Coronavirus

Medici di base e infermieri: camici bianchi, si apre il fronte

Niente ferie e turni di riposo saltati uno dietro l'altro. Medici non specialistici e infermieri di medicina generale spediti a tappare buchi in reparti per i quali non hanno la necessaria preparazione

Medici di base e infermieri: camici bianchi, si apre il fronte

Niente ferie e turni di riposo saltati uno dietro l'altro. Medici non specialistici e infermieri di medicina generale spediti a tappare buchi in reparti per i quali non hanno la necessaria preparazione. Medici d'emergenza «comandati a prestare cure a pazienti ricoverati in reparti Covid» scoperti nonostante i reparti d'emergenza siano a loro volta carenti di personale adeguato. Medici di famiglia che denunciano un clima di «caccia alle streghe» nei loro confronti perché molti si rifiutano di eseguire i tamponi per il tracciamento del Covid in mancanza di condizioni di sicurezza.

Si moltiplicano nelle zone più sotto pressione per l'epidemia, come la Lombardia, le denunce dei pazienti per interruzione di pubblico servizio che non riescono a contattare il loro medico di base: in provincia di Varese il sistema è in tilt.

Ma cresce anche il malessere nella classe medica, ospedaliera e del territorio. La diga che ha contenuto il dilagare del Coronavirus durante la prima ondata ora è davvero troppo sotto pressione e rischia di crollare. Gli esperti e i tecnici forniscono dati, algoritmi e curve di crescita e il governo dispone, assegna colori e misure di contenimento.

● ATTIVITÀ PROPOSTE
1. Ricopia parola per parola il passo dell'articolo su medici e infermieri compreso tra "Si moltiplicano nelle" e "misure di contenimento.", estremi inclusi.
2. Scrivi il seguito dell'articolo su medici e infermieri a partire dall'ultima frase riportata.

● ELENCO ESTRATTO

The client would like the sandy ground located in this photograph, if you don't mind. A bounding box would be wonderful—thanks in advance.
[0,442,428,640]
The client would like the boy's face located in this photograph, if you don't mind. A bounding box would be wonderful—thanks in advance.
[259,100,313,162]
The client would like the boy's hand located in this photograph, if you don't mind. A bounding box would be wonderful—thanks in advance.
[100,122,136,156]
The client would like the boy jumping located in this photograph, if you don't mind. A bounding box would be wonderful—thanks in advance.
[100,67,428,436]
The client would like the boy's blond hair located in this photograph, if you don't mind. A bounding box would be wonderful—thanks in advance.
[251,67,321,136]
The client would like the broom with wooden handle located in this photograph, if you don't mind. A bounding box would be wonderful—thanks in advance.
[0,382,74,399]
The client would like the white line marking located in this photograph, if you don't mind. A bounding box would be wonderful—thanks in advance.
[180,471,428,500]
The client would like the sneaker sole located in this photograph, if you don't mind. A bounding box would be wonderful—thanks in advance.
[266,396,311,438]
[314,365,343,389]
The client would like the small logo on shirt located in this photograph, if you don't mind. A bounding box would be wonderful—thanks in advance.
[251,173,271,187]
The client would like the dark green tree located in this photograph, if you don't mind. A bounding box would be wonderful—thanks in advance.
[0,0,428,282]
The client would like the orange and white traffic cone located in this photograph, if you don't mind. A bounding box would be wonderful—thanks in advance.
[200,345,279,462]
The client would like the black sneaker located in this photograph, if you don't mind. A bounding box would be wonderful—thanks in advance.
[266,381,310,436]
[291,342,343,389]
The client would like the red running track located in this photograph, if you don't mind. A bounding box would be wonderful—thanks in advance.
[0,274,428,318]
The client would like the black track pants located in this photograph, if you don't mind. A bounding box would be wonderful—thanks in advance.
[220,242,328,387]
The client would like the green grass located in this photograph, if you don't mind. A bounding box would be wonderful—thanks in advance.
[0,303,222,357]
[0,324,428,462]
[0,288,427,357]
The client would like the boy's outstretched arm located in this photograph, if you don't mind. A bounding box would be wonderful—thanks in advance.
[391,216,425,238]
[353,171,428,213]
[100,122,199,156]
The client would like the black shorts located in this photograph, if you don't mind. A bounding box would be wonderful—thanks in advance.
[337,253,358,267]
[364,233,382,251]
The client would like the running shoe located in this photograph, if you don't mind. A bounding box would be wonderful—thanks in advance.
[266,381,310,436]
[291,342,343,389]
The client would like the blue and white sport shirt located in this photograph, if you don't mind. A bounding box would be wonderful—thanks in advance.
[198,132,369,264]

● SOLUZIONI DEGLI ESERCIZI
1.
Si moltiplicano nelle zone più sotto pressione per l'epidemia, come la Lombardia, le denunce dei pazienti per interruzione di pubblico servizio che non riescono a contattare il loro medico di base: in provincia di Varese il sistema è in tilt.

Ma cresce anche il malessere nella classe medica, ospedaliera e del territorio. La diga che ha contenuto il dilagare del Coronavirus durante la prima ondata ora è davvero troppo sotto pressione e rischia di crollare. Gli esperti e i tecnici forniscono dati, algoritmi e curve di crescita e il governo dispone, assegna colori e misure di contenimento.

2.
Ma nella trincea delle corsie ospedaliere, nelle accettazioni dei Pronto Soccorso, negli ambulatori di medicina di base, nei drive in a testare sospetti positivi ci sono medici e infermieri. Tra loro monta la preoccupazione e la rabbia. Troppe promesse non sono state mantenute: le carenze di personale, l'organizzazione della medicina territoriale, le smagliature nella medicina d'emergenza.

Ieri l'ennesima denuncia degli anestesisti e rianimatori, Aaroi-Emac, rispetto a un impiego improprio dei loro specialisti. I medici diffidano «gli enti pubblici e privati del servizio sanitario nazionale» dal ricorrere a queste sostituzioni «gravissime alla luce delle note carenze di personale medico specialista in anestesia e rianimazione» e anche «vergognosamente sprezzanti dei sacrifici che tale personale sta facendo ormai da mesi, rinunciando alle ferie, ai riposi, al diritto alla formazione». Stesse rimostranze per i medici in servizio nei pronto soccorso. Inaccettabile pensare di assumere in reparti d'emergenza «specializzandi dei primi anni». Il presidente di Arooi Alessandro Vergallo avverte che l'emergenza negli ospedali sta diventando ingestibile «anche a causa di una medicina di famiglia che deve ancora decidere, dopo oltre 9 mesi, quale apporto concreto voglia dare nella gestione della pandemia sul territorio».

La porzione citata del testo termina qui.